Given entries: Begin
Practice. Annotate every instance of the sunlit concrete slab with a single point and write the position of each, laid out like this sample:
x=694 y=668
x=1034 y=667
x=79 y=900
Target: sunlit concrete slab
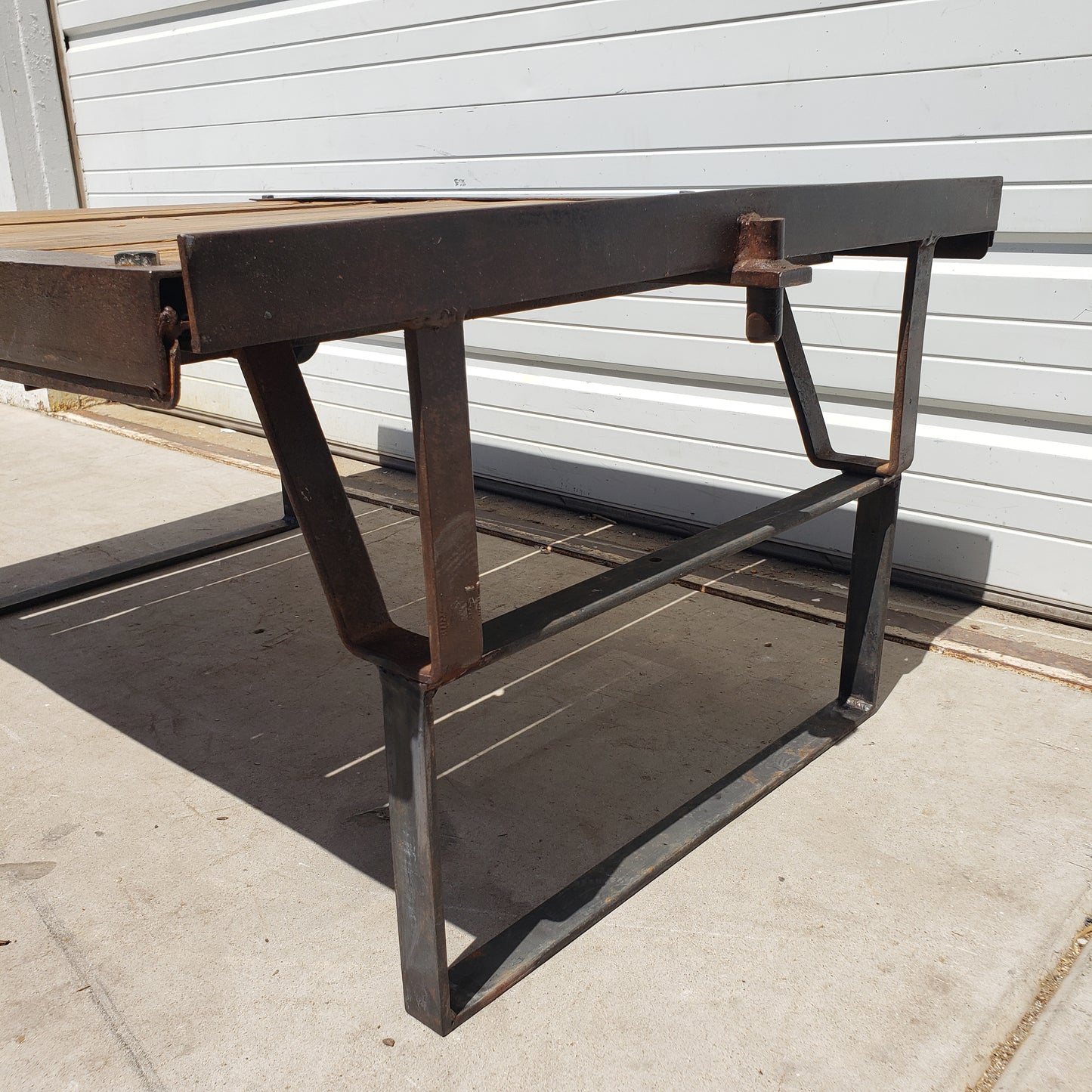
x=196 y=875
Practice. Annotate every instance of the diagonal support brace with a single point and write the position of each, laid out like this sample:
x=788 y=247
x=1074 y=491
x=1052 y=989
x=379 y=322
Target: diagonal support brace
x=802 y=390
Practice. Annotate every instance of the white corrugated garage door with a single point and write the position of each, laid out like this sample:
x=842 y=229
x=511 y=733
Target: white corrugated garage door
x=655 y=403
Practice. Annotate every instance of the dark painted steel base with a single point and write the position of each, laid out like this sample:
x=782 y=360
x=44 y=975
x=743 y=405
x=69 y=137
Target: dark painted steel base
x=441 y=998
x=151 y=562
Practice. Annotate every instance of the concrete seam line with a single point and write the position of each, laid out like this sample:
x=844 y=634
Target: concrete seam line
x=1003 y=1054
x=118 y=1027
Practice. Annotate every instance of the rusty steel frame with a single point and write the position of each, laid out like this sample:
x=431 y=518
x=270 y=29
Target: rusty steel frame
x=413 y=667
x=437 y=271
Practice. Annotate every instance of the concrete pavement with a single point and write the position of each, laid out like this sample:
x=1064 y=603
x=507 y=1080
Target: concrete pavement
x=196 y=886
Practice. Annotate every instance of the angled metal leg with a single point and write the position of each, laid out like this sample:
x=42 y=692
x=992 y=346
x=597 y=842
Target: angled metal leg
x=802 y=393
x=419 y=889
x=441 y=432
x=869 y=584
x=318 y=500
x=908 y=375
x=805 y=400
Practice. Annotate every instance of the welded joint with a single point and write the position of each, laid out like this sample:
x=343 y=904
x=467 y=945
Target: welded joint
x=763 y=269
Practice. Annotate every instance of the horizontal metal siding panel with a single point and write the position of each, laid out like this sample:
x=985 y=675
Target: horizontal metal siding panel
x=282 y=37
x=329 y=79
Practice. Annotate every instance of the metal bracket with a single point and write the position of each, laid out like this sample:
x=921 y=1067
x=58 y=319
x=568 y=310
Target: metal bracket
x=766 y=273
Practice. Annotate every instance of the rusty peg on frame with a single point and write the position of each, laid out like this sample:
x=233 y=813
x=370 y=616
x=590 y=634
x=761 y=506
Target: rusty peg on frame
x=766 y=273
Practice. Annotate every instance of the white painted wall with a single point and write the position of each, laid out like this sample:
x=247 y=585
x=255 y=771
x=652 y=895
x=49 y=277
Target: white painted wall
x=7 y=183
x=657 y=403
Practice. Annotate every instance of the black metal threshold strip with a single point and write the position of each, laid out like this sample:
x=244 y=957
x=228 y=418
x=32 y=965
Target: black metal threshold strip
x=150 y=562
x=483 y=974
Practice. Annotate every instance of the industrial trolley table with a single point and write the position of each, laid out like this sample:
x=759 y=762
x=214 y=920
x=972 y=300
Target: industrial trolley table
x=114 y=302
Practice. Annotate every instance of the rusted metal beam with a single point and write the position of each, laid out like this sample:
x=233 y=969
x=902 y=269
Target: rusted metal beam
x=355 y=277
x=78 y=322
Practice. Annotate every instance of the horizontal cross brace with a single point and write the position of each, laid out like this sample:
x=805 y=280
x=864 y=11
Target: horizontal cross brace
x=554 y=614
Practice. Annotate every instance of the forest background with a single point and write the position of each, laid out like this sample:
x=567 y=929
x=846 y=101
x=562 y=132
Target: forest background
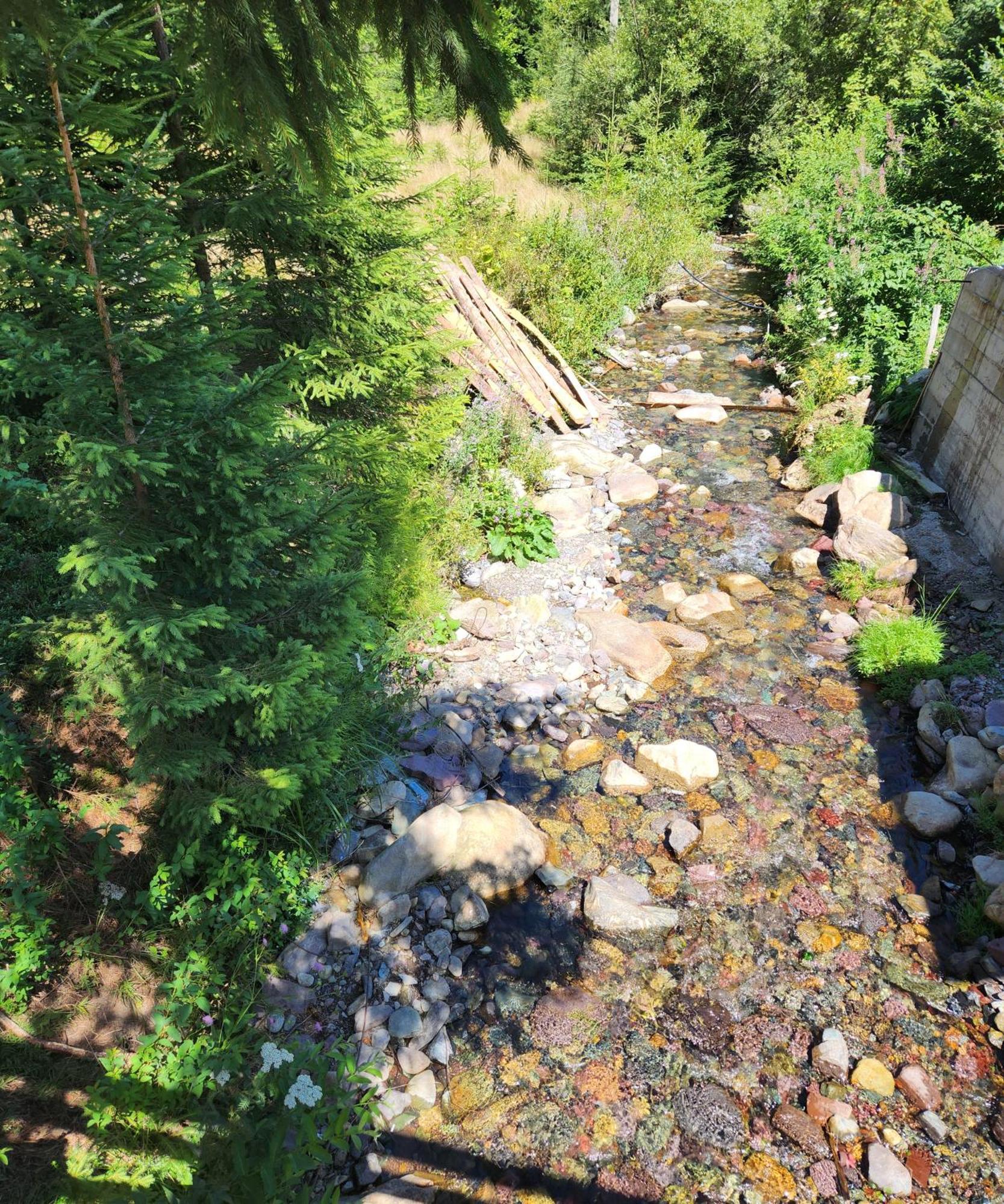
x=236 y=474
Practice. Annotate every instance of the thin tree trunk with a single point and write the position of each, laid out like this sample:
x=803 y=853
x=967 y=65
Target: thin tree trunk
x=114 y=363
x=200 y=257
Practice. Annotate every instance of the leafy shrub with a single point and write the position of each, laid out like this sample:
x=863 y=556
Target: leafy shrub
x=911 y=644
x=852 y=582
x=514 y=529
x=838 y=451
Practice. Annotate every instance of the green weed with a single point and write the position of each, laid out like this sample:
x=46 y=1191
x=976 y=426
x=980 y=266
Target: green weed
x=911 y=644
x=853 y=582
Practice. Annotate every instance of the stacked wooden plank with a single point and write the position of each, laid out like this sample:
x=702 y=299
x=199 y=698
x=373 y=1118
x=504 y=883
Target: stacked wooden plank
x=506 y=357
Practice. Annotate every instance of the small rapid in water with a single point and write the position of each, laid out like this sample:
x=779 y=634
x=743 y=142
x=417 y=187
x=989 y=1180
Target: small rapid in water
x=595 y=1067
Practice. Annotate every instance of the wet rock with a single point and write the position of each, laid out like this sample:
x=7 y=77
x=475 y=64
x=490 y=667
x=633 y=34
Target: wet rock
x=628 y=645
x=616 y=904
x=744 y=587
x=968 y=766
x=887 y=1172
x=867 y=544
x=930 y=815
x=631 y=486
x=870 y=1075
x=708 y=1114
x=578 y=456
x=579 y=754
x=620 y=780
x=814 y=506
x=570 y=510
x=887 y=511
x=831 y=1058
x=915 y=1084
x=681 y=765
x=496 y=849
x=711 y=609
x=683 y=836
x=802 y=1130
x=802 y=563
x=711 y=416
x=778 y=724
x=420 y=853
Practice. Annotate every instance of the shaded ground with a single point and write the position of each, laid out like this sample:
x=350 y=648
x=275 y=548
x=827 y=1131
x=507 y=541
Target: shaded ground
x=652 y=1072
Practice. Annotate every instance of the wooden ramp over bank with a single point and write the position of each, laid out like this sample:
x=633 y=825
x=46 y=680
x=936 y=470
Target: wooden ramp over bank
x=506 y=357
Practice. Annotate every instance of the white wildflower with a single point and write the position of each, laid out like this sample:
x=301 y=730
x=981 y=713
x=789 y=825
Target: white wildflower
x=304 y=1091
x=272 y=1057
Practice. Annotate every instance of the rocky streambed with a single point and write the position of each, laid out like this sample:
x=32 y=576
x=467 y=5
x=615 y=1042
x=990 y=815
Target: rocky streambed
x=637 y=913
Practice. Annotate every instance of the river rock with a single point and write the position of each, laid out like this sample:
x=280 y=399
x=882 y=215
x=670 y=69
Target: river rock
x=616 y=904
x=867 y=544
x=631 y=486
x=887 y=511
x=814 y=506
x=968 y=766
x=496 y=849
x=802 y=563
x=708 y=1114
x=887 y=1172
x=420 y=853
x=744 y=587
x=681 y=765
x=666 y=597
x=620 y=780
x=711 y=609
x=570 y=510
x=831 y=1058
x=689 y=646
x=628 y=645
x=930 y=815
x=683 y=836
x=578 y=754
x=915 y=1084
x=578 y=456
x=802 y=1130
x=870 y=1075
x=712 y=416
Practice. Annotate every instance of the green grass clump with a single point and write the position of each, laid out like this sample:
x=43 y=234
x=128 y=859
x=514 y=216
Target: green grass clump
x=970 y=920
x=908 y=642
x=852 y=582
x=838 y=451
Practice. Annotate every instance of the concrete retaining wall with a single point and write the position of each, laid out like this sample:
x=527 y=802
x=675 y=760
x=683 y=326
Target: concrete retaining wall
x=959 y=433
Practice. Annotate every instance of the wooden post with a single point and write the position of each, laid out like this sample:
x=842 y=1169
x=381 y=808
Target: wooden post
x=936 y=317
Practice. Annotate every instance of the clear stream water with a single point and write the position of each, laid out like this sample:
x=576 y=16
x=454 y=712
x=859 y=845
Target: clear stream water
x=590 y=1069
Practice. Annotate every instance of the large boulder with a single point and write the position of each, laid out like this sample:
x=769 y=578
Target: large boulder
x=711 y=609
x=570 y=510
x=616 y=904
x=930 y=815
x=867 y=544
x=577 y=455
x=968 y=766
x=631 y=485
x=420 y=853
x=496 y=849
x=681 y=765
x=628 y=644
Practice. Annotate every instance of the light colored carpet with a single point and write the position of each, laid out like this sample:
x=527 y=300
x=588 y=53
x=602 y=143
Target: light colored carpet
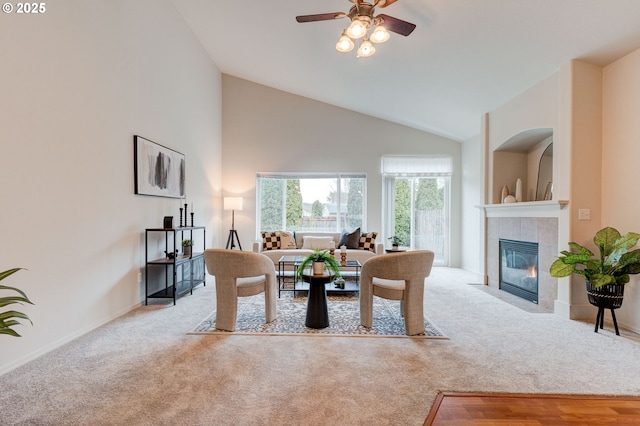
Given entries: End
The answer should contain only the lines from the start of the records above through the line with "x=1052 y=989", copied exactly, and no pictures.

◆ Answer to this problem ◆
Practice. Annotate every instance of the sunlit concrete slab with a single point and write the position of each, laid out like this sample:
x=694 y=668
x=1034 y=667
x=79 y=900
Target: sunlit concrete slab
x=196 y=875
Practice. Annotate every instance of the diagonal support brace with a single point and write the position of each, laid out like this sample:
x=788 y=247
x=1074 y=491
x=1052 y=989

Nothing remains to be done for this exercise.